- Requirements
List every line of the records below that contains the word "green".

- Given information
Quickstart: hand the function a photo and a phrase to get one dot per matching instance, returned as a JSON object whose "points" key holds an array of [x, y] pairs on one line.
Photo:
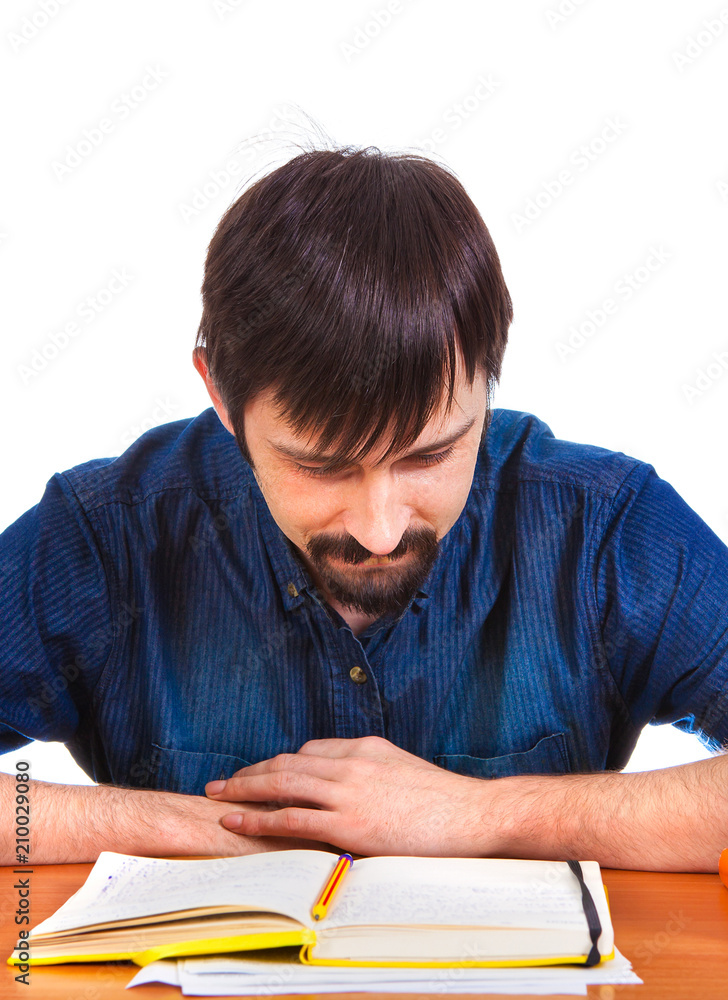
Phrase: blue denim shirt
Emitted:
{"points": [[156, 620]]}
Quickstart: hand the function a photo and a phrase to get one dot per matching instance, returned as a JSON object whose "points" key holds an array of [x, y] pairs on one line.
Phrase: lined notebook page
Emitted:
{"points": [[120, 886], [461, 891]]}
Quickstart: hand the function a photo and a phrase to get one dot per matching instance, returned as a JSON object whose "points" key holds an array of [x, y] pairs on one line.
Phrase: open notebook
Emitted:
{"points": [[387, 911]]}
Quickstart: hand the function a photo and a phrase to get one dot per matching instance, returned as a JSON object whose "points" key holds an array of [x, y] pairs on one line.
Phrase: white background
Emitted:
{"points": [[505, 93]]}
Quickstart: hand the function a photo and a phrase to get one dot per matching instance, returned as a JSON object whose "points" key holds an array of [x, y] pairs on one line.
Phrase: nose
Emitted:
{"points": [[376, 514]]}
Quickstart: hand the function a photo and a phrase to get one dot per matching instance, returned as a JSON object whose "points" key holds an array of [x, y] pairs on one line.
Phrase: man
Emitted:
{"points": [[352, 606]]}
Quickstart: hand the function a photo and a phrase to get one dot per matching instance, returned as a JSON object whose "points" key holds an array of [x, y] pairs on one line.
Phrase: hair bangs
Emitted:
{"points": [[348, 284]]}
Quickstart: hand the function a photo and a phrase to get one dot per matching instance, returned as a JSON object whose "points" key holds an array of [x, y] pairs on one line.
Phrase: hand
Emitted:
{"points": [[366, 795], [195, 824]]}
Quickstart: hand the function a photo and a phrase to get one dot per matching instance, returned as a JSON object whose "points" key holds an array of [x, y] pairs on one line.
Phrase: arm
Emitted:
{"points": [[70, 823], [374, 798]]}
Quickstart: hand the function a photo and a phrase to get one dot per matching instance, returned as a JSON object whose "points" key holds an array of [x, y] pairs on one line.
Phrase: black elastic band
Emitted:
{"points": [[590, 910]]}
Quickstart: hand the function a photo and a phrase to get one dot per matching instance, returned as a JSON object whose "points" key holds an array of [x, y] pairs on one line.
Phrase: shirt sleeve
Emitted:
{"points": [[55, 620], [662, 604]]}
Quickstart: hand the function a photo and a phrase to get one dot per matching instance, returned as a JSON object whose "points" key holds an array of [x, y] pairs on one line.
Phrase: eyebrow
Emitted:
{"points": [[301, 455]]}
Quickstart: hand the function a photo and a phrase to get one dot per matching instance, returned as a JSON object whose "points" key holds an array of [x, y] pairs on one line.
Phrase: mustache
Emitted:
{"points": [[349, 550]]}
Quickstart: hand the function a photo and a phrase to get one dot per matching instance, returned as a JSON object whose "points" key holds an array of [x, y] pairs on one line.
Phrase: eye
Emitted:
{"points": [[421, 460]]}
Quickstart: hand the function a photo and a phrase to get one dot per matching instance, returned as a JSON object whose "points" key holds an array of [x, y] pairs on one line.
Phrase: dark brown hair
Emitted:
{"points": [[344, 281]]}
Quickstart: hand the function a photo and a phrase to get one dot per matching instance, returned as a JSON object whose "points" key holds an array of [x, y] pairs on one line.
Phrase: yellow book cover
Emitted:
{"points": [[384, 911]]}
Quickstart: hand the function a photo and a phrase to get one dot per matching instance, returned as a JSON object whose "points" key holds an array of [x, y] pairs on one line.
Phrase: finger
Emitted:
{"points": [[322, 767], [360, 746], [310, 824], [285, 787]]}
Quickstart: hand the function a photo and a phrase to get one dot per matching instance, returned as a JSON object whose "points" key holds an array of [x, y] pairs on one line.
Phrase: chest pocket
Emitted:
{"points": [[184, 771], [549, 756]]}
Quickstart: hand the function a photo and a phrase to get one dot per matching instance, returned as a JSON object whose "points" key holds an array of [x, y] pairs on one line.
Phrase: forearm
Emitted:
{"points": [[74, 823], [674, 819]]}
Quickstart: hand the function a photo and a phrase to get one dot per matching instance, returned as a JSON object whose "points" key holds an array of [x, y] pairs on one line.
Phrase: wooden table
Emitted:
{"points": [[672, 927]]}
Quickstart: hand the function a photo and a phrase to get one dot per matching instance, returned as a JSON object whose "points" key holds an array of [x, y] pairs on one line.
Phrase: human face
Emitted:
{"points": [[399, 509]]}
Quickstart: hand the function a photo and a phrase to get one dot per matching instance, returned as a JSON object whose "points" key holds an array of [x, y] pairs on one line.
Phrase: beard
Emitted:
{"points": [[375, 590]]}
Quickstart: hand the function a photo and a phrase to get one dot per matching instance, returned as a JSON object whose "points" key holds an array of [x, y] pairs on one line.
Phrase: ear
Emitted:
{"points": [[199, 360]]}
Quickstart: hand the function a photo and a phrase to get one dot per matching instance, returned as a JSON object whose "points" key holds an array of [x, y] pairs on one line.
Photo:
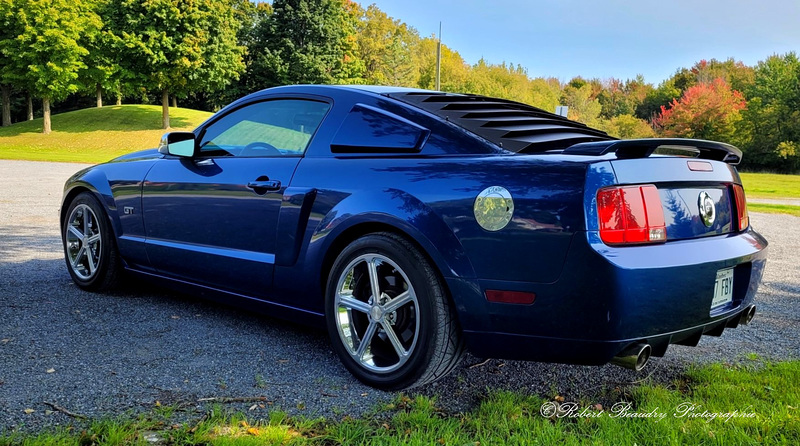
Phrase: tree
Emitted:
{"points": [[101, 61], [627, 127], [705, 111], [50, 49], [622, 98], [454, 72], [10, 71], [387, 48], [178, 45], [307, 42], [253, 19], [583, 106], [773, 114]]}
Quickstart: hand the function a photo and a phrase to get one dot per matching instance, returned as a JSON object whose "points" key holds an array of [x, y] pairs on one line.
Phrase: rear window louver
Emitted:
{"points": [[511, 125]]}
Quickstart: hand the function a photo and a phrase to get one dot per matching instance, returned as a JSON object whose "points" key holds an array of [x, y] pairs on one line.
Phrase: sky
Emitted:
{"points": [[605, 38]]}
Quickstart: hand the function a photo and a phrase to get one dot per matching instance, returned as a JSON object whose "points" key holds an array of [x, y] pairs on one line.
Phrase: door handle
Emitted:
{"points": [[261, 187]]}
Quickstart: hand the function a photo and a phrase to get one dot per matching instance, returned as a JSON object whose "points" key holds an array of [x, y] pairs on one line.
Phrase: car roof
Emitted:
{"points": [[511, 125]]}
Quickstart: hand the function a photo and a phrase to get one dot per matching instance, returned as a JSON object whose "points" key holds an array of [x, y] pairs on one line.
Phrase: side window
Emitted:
{"points": [[279, 127], [370, 130]]}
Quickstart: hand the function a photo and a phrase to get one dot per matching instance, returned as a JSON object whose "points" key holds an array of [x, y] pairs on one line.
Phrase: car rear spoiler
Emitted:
{"points": [[642, 148]]}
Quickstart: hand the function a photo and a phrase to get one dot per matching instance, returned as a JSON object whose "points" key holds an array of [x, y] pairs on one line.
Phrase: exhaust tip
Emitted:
{"points": [[634, 357], [748, 315]]}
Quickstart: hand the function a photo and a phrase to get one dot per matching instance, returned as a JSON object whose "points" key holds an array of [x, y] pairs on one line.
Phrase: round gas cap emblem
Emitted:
{"points": [[494, 208], [707, 209]]}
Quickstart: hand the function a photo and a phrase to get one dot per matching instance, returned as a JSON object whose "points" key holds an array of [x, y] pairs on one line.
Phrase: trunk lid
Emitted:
{"points": [[696, 203]]}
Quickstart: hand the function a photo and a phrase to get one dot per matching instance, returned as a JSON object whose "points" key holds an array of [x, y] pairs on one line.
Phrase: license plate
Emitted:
{"points": [[723, 288]]}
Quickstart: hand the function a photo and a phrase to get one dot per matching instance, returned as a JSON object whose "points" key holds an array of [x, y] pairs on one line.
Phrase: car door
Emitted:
{"points": [[211, 219]]}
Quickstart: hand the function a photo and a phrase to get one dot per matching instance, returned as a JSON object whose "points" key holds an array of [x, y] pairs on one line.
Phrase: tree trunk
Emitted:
{"points": [[46, 115], [30, 106], [165, 109], [6, 105]]}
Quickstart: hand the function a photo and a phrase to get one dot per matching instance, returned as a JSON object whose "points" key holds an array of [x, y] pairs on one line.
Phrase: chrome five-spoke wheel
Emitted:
{"points": [[377, 314], [89, 246], [388, 314], [83, 242]]}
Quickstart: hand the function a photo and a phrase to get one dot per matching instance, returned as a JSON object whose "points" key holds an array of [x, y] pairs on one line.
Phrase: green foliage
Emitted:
{"points": [[49, 48], [307, 42], [771, 185], [388, 49], [627, 127], [177, 46], [582, 102], [93, 135], [755, 403], [454, 72], [705, 111], [773, 115]]}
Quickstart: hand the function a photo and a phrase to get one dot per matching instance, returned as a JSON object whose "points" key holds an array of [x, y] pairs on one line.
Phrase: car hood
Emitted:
{"points": [[140, 155]]}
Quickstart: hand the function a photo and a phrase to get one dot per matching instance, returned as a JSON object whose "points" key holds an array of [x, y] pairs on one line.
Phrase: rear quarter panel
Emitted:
{"points": [[431, 200]]}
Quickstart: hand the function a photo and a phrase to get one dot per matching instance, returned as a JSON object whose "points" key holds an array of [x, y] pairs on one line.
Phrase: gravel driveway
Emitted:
{"points": [[114, 354]]}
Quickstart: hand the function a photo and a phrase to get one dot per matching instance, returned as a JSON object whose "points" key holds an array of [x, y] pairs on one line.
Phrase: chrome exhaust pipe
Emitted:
{"points": [[634, 357], [748, 315]]}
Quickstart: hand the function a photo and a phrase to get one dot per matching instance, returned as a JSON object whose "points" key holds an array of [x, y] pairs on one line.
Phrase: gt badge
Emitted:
{"points": [[494, 208], [707, 209]]}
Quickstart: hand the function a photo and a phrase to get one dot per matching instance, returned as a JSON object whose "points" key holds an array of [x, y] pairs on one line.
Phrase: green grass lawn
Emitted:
{"points": [[751, 403], [93, 135], [97, 135]]}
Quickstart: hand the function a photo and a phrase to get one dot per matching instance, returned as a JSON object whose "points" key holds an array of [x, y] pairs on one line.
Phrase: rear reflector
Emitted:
{"points": [[741, 207], [510, 297], [631, 215]]}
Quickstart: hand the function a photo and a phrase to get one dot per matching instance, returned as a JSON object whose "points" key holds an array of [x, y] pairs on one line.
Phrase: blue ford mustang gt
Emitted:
{"points": [[416, 225]]}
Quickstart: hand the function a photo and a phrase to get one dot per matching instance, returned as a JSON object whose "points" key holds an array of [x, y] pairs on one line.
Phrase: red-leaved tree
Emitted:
{"points": [[705, 111]]}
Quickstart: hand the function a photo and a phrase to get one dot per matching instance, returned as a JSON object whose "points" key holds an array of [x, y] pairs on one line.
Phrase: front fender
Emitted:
{"points": [[95, 181]]}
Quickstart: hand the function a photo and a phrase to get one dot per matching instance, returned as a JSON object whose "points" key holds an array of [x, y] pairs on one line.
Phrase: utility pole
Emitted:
{"points": [[439, 60]]}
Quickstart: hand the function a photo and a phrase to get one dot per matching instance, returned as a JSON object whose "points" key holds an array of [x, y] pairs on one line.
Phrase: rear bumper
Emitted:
{"points": [[608, 298], [587, 352]]}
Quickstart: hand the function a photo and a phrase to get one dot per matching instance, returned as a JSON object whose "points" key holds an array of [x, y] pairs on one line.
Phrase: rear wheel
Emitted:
{"points": [[388, 316], [89, 246]]}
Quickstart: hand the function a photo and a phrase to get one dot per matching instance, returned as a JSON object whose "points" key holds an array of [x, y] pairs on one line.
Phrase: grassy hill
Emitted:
{"points": [[94, 135]]}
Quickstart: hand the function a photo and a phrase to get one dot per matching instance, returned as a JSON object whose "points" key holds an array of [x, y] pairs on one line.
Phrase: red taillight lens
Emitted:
{"points": [[631, 215], [741, 207]]}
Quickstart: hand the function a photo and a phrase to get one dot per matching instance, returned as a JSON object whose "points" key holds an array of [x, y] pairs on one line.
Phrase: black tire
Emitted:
{"points": [[93, 261], [424, 328]]}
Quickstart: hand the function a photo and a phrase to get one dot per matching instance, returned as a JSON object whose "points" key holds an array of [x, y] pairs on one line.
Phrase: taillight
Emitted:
{"points": [[741, 207], [631, 215]]}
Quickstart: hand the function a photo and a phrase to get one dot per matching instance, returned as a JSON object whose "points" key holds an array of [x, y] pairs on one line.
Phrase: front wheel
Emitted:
{"points": [[89, 246], [388, 316]]}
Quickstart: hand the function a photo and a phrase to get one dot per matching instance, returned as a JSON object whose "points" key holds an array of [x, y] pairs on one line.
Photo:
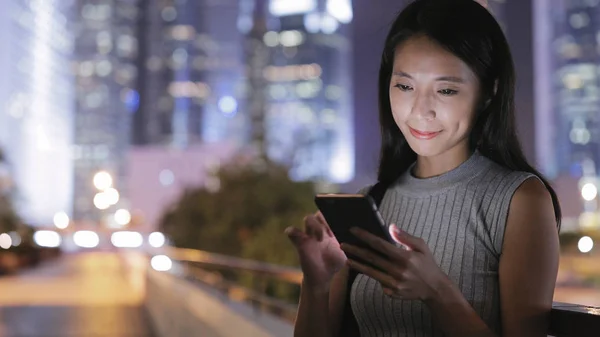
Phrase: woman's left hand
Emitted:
{"points": [[410, 273]]}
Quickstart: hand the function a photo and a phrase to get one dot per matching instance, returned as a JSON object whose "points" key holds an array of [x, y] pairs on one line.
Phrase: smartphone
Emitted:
{"points": [[344, 211]]}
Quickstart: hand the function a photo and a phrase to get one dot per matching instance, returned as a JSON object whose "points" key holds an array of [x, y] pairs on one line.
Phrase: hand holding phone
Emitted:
{"points": [[344, 211]]}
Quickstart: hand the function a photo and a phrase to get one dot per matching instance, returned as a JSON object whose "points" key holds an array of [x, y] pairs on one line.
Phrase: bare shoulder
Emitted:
{"points": [[529, 262], [532, 204]]}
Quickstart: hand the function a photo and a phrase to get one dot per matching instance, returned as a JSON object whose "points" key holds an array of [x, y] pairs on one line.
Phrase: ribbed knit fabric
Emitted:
{"points": [[461, 215]]}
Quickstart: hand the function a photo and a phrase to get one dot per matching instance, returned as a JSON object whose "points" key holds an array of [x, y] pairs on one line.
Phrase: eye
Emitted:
{"points": [[448, 92], [403, 87]]}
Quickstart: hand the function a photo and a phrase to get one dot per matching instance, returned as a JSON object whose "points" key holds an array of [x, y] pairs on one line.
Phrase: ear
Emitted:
{"points": [[494, 92]]}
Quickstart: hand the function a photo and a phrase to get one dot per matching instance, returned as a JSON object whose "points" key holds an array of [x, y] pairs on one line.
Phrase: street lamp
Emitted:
{"points": [[589, 191], [101, 201], [61, 220], [122, 217], [103, 180]]}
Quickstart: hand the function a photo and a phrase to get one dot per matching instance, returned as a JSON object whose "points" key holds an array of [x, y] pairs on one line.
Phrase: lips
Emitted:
{"points": [[424, 134]]}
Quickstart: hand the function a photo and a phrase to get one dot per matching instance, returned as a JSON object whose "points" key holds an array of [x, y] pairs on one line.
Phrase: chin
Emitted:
{"points": [[426, 148]]}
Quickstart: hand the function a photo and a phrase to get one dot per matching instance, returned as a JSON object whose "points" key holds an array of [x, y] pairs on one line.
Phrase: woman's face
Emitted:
{"points": [[433, 95]]}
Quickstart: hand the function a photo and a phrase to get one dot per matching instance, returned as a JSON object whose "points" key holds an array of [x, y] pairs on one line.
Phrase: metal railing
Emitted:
{"points": [[567, 320]]}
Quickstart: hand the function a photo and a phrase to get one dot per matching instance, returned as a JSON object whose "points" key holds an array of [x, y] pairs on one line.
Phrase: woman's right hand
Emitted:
{"points": [[319, 251]]}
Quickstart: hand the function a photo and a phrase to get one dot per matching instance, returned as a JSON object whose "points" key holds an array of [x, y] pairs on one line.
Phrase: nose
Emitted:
{"points": [[422, 107]]}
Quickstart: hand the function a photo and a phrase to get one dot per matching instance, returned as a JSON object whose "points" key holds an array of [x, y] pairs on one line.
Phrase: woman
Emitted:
{"points": [[479, 222]]}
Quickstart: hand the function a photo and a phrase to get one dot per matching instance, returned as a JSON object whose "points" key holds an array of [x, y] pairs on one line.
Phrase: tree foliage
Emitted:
{"points": [[245, 217]]}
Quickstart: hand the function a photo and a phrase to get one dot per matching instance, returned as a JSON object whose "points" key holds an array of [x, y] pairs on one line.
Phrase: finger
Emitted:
{"points": [[380, 245], [324, 223], [373, 259], [409, 241], [296, 235], [313, 227], [385, 279]]}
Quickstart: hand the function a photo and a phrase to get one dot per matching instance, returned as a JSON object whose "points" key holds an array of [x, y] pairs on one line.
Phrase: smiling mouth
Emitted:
{"points": [[423, 134]]}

- Written response
Phrase: green foliage
Phrase: green grass lawn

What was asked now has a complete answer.